Objective:
Beginning with the line that contains "Target: steeden logo", extract each line through the end of the listing below, with no additions or omissions.

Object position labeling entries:

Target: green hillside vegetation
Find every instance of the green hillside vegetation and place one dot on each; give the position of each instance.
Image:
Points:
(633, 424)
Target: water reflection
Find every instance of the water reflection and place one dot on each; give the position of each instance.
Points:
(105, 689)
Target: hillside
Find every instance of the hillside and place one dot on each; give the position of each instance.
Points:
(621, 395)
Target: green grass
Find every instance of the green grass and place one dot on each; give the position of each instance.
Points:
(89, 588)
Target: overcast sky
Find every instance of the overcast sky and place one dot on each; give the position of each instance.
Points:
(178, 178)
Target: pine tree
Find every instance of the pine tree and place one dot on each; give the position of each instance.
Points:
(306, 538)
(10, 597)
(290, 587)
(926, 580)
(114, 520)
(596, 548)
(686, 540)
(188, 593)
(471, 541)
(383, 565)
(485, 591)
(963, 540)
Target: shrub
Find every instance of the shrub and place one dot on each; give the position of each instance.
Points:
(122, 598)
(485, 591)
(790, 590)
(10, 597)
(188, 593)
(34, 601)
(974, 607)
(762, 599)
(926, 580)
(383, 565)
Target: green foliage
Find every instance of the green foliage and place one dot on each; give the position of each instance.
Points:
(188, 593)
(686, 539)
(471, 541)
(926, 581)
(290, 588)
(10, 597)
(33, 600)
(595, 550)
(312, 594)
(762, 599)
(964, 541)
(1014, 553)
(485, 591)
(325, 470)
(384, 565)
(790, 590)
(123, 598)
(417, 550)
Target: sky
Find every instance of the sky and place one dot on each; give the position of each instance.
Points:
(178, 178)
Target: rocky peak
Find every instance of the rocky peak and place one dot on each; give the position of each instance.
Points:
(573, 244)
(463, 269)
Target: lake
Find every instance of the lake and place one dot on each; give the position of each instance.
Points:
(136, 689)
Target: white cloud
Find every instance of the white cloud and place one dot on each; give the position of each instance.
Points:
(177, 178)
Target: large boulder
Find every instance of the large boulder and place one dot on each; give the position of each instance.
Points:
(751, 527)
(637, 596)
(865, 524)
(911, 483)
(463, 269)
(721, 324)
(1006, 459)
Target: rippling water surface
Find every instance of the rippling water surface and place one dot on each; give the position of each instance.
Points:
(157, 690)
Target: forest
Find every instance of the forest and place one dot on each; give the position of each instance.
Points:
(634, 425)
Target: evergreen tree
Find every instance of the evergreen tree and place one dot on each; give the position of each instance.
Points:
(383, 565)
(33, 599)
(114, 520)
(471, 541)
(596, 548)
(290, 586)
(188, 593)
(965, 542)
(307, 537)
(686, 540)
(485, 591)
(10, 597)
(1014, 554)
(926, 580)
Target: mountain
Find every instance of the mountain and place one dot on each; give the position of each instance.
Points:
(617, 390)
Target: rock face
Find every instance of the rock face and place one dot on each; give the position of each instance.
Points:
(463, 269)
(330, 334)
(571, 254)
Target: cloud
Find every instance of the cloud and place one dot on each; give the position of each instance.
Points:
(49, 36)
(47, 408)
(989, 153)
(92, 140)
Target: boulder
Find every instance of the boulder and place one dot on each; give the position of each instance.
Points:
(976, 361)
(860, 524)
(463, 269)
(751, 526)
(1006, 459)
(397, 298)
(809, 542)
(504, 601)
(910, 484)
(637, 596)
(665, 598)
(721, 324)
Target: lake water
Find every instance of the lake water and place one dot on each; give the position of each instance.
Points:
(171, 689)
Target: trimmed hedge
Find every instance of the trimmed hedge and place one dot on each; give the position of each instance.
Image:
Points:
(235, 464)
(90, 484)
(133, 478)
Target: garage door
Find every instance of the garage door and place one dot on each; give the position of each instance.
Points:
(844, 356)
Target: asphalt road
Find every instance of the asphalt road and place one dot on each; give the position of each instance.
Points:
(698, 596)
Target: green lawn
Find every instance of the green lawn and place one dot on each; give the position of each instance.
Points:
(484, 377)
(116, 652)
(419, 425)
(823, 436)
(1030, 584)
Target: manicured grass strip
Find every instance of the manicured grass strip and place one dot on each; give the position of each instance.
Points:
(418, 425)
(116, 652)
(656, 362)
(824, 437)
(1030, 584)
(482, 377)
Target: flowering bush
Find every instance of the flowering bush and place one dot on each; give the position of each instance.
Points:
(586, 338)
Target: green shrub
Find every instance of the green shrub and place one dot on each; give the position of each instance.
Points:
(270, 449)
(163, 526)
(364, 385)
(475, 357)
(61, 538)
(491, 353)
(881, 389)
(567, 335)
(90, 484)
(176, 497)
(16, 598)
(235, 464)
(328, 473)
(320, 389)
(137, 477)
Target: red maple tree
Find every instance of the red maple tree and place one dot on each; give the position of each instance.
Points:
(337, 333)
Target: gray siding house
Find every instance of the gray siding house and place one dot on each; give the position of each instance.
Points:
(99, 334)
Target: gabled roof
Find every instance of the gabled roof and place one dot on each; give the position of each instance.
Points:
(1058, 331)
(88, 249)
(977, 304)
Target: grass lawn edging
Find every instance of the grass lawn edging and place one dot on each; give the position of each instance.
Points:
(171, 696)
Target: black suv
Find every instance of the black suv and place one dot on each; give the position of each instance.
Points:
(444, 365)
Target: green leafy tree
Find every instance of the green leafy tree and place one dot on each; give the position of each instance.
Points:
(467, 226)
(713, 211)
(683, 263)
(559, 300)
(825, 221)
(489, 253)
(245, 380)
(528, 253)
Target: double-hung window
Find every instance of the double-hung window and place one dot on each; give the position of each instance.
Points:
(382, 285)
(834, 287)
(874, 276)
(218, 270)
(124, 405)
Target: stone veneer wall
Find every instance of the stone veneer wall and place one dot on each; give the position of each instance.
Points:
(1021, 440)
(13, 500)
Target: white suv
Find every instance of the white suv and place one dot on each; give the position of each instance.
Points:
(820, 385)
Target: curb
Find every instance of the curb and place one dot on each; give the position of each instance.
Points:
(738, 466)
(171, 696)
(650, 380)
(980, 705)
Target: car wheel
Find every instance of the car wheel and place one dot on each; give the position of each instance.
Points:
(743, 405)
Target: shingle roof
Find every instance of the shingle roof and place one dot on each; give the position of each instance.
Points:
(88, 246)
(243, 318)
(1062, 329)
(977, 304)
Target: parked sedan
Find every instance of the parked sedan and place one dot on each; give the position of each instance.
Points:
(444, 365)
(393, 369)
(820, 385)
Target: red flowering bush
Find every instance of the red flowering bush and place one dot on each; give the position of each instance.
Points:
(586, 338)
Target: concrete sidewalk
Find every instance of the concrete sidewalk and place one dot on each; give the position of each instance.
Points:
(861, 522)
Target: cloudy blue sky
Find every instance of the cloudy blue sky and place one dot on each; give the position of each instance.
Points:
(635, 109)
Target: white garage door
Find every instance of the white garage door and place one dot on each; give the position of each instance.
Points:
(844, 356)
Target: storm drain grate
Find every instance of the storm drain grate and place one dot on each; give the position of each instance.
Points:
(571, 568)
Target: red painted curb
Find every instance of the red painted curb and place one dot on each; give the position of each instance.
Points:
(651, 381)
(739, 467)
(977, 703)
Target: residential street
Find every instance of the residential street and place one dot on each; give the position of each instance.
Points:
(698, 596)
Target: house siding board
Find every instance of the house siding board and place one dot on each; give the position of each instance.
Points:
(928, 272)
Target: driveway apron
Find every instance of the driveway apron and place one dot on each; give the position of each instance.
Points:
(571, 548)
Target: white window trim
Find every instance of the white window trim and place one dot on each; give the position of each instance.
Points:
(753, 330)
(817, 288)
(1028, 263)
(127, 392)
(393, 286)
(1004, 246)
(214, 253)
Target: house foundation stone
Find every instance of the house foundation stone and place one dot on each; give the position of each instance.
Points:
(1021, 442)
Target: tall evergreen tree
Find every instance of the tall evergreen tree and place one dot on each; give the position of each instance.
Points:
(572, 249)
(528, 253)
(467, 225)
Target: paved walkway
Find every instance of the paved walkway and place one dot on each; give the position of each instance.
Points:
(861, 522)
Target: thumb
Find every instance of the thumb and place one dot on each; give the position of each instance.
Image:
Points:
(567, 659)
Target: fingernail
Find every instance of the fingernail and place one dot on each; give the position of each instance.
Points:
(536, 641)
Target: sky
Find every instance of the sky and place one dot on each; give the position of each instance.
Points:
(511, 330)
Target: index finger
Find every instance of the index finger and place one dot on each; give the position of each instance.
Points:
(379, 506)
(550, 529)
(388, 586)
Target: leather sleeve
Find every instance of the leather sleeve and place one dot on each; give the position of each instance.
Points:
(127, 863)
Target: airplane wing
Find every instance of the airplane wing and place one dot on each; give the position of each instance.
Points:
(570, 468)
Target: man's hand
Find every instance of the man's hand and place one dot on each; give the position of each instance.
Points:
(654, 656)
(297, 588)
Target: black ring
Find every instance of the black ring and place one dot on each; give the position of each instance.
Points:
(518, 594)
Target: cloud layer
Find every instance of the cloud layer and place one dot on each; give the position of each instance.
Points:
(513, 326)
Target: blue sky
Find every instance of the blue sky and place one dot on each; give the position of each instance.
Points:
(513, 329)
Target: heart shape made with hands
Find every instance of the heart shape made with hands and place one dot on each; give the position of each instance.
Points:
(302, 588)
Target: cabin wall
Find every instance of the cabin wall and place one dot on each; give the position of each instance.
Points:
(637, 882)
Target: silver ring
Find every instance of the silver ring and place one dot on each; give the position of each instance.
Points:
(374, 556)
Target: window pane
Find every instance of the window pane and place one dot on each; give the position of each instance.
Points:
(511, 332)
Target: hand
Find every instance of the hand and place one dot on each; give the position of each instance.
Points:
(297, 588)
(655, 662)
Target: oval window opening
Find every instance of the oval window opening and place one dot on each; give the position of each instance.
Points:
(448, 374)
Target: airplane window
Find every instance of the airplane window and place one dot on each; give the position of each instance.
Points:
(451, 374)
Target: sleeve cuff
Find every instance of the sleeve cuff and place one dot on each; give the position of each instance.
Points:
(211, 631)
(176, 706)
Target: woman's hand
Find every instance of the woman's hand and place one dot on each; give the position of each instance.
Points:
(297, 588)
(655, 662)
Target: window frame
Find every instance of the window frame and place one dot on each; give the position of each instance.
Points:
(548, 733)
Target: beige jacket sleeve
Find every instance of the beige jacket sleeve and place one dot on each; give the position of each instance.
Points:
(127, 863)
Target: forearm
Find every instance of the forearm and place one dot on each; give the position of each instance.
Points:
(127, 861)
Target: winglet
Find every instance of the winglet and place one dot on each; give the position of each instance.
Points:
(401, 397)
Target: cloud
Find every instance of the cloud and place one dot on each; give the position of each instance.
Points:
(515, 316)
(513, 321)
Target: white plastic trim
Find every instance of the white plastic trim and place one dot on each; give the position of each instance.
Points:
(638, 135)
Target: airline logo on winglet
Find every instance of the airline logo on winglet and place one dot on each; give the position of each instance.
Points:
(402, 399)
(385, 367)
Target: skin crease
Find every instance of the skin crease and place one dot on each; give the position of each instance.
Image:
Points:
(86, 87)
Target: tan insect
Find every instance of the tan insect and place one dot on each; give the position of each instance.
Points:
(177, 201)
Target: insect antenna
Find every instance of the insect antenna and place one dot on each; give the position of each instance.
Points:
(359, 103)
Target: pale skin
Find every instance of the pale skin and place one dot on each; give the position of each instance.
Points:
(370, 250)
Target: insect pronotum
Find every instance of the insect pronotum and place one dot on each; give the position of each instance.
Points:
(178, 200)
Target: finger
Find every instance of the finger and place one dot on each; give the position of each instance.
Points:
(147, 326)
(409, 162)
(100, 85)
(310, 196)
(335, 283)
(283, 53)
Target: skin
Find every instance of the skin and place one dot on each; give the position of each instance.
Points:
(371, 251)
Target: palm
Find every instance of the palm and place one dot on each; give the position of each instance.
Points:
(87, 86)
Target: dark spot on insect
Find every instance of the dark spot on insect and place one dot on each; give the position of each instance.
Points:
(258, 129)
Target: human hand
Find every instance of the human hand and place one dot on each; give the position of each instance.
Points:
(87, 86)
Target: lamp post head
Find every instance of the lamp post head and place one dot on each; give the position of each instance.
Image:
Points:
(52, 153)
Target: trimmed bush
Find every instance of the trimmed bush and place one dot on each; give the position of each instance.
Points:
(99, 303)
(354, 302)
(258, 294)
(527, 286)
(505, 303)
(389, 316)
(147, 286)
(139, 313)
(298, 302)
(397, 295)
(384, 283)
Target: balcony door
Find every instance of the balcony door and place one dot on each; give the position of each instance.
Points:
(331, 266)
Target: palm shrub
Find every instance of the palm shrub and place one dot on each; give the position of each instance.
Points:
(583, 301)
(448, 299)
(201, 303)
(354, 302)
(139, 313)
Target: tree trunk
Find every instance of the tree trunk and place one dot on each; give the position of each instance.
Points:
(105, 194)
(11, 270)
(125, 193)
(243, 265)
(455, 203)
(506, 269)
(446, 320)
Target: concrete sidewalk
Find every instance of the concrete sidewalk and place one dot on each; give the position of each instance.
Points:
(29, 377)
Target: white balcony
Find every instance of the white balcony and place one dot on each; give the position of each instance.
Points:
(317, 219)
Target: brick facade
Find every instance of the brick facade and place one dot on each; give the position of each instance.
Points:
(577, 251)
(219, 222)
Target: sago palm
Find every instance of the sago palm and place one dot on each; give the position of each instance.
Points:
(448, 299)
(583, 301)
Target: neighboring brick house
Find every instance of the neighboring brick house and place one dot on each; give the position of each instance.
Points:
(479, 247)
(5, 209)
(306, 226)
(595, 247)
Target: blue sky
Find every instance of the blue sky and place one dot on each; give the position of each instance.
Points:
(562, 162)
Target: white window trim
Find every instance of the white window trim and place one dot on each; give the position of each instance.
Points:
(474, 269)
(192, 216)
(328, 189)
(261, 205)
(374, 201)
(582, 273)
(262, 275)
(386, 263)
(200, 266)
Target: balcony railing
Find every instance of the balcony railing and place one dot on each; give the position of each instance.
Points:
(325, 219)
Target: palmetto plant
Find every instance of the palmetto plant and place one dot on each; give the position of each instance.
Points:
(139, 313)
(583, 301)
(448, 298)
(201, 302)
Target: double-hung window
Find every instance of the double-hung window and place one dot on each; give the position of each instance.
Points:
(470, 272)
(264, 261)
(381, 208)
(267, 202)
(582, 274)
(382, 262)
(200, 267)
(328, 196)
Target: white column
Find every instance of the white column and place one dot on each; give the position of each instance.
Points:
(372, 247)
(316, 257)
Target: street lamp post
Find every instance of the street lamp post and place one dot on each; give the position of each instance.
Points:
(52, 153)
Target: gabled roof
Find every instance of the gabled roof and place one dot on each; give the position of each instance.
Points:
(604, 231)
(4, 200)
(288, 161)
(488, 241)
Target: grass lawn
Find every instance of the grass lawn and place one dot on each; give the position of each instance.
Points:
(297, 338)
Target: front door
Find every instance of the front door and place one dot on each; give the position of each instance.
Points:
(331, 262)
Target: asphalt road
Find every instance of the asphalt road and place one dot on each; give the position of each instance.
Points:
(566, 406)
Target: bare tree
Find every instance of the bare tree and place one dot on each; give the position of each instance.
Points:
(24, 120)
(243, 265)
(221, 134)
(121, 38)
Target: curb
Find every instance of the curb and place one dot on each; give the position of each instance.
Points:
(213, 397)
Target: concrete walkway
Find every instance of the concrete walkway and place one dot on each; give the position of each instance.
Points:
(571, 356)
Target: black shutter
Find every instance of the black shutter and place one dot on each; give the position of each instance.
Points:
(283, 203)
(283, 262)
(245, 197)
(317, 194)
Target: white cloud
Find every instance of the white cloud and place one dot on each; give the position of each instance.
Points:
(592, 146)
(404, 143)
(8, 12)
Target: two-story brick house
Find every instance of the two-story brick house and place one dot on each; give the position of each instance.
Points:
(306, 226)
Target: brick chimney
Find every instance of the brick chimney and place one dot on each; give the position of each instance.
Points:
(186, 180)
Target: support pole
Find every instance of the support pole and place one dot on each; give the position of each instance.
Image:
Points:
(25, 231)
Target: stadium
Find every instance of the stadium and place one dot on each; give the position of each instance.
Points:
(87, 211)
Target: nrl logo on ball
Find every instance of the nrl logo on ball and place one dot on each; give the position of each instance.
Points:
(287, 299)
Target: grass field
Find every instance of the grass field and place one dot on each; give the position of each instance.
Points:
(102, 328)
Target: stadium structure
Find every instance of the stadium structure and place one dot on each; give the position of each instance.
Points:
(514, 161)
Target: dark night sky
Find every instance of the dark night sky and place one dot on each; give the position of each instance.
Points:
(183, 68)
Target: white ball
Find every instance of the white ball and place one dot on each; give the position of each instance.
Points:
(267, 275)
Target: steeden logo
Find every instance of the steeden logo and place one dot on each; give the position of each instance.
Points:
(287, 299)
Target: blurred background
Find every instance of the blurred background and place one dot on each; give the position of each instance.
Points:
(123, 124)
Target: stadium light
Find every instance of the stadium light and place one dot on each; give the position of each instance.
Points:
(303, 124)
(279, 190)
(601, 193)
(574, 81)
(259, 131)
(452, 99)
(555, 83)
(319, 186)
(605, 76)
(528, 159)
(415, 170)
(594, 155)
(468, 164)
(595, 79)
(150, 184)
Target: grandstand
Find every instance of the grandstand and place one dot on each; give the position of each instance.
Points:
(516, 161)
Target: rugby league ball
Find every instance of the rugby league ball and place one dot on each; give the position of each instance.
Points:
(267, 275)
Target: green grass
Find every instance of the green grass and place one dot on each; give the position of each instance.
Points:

Answer for the task:
Target: steeden logo
Find every instance of the steeden logo and place one dot on each; give the position of each instance.
Points:
(287, 299)
Target: blurred background
Find every instance of the blurred background and place one dot on each; give the position of each instance.
Points:
(123, 124)
Target: stadium light
Find every instance of the stadium light and place one dot on each; give the position of each instance.
Points:
(303, 124)
(279, 190)
(601, 193)
(574, 81)
(259, 131)
(452, 99)
(555, 83)
(319, 186)
(605, 76)
(528, 159)
(415, 170)
(594, 155)
(468, 164)
(595, 79)
(150, 184)
Target: grandstand
Find every instance of the grandstand and place one dot on each; give the position of each instance.
Points:
(516, 161)
Target: rugby league ball
Find every instance of the rugby league ball and place one dot on each; give the position of each instance.
Points:
(267, 275)
Target: green grass
Find every instance of the green grass and place one dot on each; give the position of each instance.
Points:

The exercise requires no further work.